Radboud Dood, Investment Manager van Energiefonds Overijssel
Hij is Investment Manager bij Energiefonds Overijssel, het eerste én grootste regionale energiefonds van Nederland. In die hoedanigheid verstrekt Radboud Dood (53) niet alleen financieringen aan groene en duurzame bedrijven en projecten, hij probeert ook impact te maken in een participerende rol. “Dat is voor mij de kick”, zegt de bevlogen inwoner van Glanerbrug. “Ik houd mensen niet alleen een spiegel voor, maar begeleid ze ook met strategische inzichten op weg naar een mooie, groene toekomst.”
Eerst even, om misverstanden te voorkomen: Energiefonds Overijssel geeft, plat gezegd, geen gratis geld, niet? “We zijn inderdaad geen flappentap, verschaffen geen subsidies”, beklemtoont Radboud. “We zijn – met een duur woord – revolverend. Het geld moet wel terugkomen, willen we onze maatschappelijke meerwaarde blijven geven. De energietransitie is zó groot, het is geen eenmalig ding, ik denk dat we tot in lengte van jaren nodig zijn.”
Dat is mooi, dat is goed, maar toch nog heel even de advocaat van de duivel uithangen. Want in welk opzicht onderscheidt het Energiefonds zich dan van een normale bank? “Toch wel op een aantal belangrijke punten”, zegt hij. “Wij kunnen met een beperkt hoger risicoprofiel financieringen en leningen verstrekken, bijvoorbeeld ook aan energiecoöperaties. We zijn flexibel en hebben een beduidend langere adem. Daar waar een bank bijvoorbeeld op een looptijd van tien jaar financiert, kunnen wij dat doen op misschien wel vijftien of achttien jaar. Dat geeft zo’n project nét voldoende financiële ruimte, waardoor het wél uit kan. We hebben geen extreem laag rentetarief, moeten ons wel aan de marktrente conformeren en we maken gewoon zakelijke afspraken metelkaar. Daarnaast bieden we een duidelijke meerwaarde in de vorm van actief participeren. We denken mee met de ondernemer, delen onze kennis en ons netwerk.”
Mannetjesputter
Daarover
later meer, eerst even over Radboud zelf. Een geboren
Glanerbrugger, die bedrijfseconomie studeerde aan de
Universiteit van Amsterdam, maar zijn geboorteplaats trouw
bleef. Zo voetbalde hij voor, tijdens én na zijn studie in het
eerste elftal van Avanti Wilskracht, en etaleerde hij zich op
de groene grasmat als een heuse mannetjesputter. “Ik was
verdediger of verdedigende middenvelder, een kruising tussen
Adri van Tiggelen en Jan Wouters: onverzettelijk,
fanatiek,
hard maar rechtvaardig. Ik werd vaak ingezet om de angel uit het spel van
de tegenpartij te halen. Zo gaf de trainer me eens de opdracht mijn directe
tegenstander op de huid zitten en uit te schakelen; dat zou de sleutel
zijn tot de winst. Hij zei: ‘ook al gaat-ie naar de wc, dan nóg volg je
hem.” Bij wijze van spreken dan. Maar ik voerde mijn taak uit en we wonnen.”

++++

■ Te doen:
A. Aan welke universiteit studeerde Radboud Dood volgens het artikel over hem bedrijfseconomie?
B. Noem uit het artikel over Radboud Dood de eigenschappen waarmee hij zichzelf als voetballer beschrijft, direct na de namen Adri van Tiggelen en Jan Wouters.
C. Schrijf het artikel over Radboud Dood verder, vanaf het punt waar het ophoudt.
De gegevens hieronder staan los van het artikel over Radboud Dood.

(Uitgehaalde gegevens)
++++

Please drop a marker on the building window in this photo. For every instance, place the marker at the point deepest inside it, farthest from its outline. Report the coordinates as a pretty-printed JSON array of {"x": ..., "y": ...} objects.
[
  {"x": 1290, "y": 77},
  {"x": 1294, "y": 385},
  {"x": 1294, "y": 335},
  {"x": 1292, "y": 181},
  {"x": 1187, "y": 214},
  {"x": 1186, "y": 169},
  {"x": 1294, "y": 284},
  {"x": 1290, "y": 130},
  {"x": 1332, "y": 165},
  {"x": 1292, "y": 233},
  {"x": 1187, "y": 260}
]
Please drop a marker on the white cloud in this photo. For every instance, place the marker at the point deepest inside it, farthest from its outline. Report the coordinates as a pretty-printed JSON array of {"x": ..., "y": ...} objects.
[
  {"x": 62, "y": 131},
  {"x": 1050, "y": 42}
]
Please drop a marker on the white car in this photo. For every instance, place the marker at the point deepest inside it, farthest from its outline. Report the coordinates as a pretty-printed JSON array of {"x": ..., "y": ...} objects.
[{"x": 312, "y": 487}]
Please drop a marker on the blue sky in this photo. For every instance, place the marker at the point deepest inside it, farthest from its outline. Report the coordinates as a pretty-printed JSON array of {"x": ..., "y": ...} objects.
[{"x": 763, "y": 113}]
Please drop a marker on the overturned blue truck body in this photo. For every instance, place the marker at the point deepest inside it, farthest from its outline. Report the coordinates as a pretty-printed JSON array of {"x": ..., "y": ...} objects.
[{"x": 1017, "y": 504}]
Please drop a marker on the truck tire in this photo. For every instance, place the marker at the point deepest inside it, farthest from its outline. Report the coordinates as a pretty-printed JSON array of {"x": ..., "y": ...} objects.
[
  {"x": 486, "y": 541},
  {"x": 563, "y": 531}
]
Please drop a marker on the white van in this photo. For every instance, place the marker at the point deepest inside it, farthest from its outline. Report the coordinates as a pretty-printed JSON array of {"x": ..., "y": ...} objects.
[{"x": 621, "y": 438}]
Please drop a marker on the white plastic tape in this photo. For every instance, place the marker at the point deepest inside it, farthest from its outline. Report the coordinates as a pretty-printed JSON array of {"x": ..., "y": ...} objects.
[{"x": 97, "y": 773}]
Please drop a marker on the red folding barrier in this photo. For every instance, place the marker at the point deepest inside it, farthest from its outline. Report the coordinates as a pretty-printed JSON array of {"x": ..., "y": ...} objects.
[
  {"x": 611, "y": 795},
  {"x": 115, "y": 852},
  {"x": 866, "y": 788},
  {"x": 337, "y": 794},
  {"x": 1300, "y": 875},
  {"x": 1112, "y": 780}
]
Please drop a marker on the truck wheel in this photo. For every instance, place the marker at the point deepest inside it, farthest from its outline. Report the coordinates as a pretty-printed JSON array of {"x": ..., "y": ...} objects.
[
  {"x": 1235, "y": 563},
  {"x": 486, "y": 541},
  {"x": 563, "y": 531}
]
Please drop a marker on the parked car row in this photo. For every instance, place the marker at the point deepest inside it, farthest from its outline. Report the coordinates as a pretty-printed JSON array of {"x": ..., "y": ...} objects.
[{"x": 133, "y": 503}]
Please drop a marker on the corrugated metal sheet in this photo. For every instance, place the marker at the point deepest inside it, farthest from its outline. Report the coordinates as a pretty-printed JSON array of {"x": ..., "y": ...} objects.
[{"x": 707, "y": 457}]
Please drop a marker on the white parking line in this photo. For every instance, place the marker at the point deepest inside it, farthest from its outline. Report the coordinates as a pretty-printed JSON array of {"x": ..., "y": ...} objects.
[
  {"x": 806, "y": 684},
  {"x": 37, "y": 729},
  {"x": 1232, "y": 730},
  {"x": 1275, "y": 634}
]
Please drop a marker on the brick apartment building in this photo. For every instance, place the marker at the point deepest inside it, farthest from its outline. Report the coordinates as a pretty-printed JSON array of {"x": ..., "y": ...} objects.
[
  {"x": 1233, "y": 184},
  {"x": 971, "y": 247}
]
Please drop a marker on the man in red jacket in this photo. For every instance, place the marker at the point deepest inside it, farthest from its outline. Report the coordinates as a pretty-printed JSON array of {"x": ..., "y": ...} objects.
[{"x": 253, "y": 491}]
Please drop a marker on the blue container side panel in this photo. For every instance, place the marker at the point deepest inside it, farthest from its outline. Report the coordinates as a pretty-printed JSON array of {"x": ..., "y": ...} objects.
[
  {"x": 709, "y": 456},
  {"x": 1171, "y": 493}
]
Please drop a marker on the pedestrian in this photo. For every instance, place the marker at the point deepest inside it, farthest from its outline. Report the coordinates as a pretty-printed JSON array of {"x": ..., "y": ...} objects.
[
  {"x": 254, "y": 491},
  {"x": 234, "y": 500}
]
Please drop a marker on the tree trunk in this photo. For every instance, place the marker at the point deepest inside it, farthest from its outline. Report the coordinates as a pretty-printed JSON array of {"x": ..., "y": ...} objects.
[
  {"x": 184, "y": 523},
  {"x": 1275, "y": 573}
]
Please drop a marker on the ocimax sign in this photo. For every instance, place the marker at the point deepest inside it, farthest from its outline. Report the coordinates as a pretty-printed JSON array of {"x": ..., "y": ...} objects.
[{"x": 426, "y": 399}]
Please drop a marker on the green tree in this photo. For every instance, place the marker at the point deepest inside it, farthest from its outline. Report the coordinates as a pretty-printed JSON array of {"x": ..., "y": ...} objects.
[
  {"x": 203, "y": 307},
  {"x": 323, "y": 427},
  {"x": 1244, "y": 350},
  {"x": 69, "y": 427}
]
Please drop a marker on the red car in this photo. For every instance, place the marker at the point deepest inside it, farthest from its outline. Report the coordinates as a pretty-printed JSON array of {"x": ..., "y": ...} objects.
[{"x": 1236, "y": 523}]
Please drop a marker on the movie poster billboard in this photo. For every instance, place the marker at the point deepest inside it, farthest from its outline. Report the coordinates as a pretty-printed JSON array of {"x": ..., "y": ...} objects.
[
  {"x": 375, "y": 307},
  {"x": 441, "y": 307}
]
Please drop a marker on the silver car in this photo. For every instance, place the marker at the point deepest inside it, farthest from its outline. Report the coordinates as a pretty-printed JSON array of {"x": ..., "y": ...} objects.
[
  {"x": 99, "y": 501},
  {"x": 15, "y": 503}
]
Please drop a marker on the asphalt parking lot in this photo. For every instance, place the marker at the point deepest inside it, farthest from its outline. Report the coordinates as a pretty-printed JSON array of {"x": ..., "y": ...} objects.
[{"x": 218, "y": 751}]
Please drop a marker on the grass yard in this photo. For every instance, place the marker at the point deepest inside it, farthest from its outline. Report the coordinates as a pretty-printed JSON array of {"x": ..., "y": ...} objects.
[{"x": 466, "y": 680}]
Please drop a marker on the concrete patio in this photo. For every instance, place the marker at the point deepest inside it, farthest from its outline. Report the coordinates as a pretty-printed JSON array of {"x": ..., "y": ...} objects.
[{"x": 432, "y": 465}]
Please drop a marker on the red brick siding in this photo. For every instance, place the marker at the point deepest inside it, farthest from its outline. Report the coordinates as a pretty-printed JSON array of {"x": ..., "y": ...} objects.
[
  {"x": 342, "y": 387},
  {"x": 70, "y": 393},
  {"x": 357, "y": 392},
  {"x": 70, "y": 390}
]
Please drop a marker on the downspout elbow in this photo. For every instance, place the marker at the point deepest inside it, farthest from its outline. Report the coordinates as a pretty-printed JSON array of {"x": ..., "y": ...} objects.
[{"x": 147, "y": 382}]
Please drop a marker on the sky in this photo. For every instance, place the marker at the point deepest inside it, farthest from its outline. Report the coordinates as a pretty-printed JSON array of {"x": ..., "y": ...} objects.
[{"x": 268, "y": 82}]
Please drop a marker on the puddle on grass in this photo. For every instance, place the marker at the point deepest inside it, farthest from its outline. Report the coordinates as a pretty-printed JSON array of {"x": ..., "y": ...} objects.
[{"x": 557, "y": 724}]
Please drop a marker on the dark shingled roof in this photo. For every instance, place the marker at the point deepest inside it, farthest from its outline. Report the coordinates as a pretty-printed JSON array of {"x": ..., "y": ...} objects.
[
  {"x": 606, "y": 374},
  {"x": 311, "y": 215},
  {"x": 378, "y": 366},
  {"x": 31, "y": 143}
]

++++

■ Antwoorden:
A. Aan de Universiteit van Amsterdam.

B. onverzettelijk; fanatiek; hard maar rechtvaardig

C.
Fanatiek, onverzettelijk en een goed inzicht: het zegt wel iets over zijn karaktereigenschappen. “Als ik ergens voor ga, wil ik het goed doen. Winnen, het liefst op mijn eigen manier, alles eruit halen wat er in zit. Voor mijn afstuderen zocht ik heel bewust een bedrijf dat bij een opdracht paste die ik zelf had bedacht. Ik ben met verschillende bedrijven, van Scania tot Schiphol, in gesprek geweest, maar het werd uiteindelijk Akzo Nobel (Nobian) in Hengelo.”
Brugfunctie
Zo
was Radboud terug in Twente, waar hij aan de slag ging bij Ten Kate Huizinga,
als bedrijfsadviseur voor het MKB in Oost-Nederland. “Daar hield ik ondernemers
al een spiegel voor, legde ik niet alleen een rapport neer, maar dacht
ik ook - hands on - mee over het oplossen van problemen en de ontwikkeling
van bedrijfsidentiteit en toekomstplannen.” Vervolgens kwam hij in aanraking
met private investeerders. “Zij hadden geld, maar wisten niet hoe ze dat
moesten inzetten. Bij veel ondernemers merkte ik daarentegen dat ze geen
idee hadden hoe ze aan kapitaal moesten komen.”
Het leidde tot een overstap naar OostNL, partner voor innovatieve ondernemers in Overijssel en Gelderland. “Ik vervulde daar een brugfunctie tussen de vraag naar en aanbod van kapitaal. We zorgden voor wederzijds verwachtingsmanagement en brachten zo partijen op een goede manier met elkaar in contact. Dat was best een mooie rol, maar ik miste een beetje de voldoening van een volgende stap, het écht meehelpen aan het realiseren van succes. Ik voelde me iets teveel de makelaar. Dat ging beter toen ik binnen OostNL kon gaan werken bij de afdeling Capital, die zich richten op het financieren van innovatieve ondernemers met een brede technologische invalshoek.”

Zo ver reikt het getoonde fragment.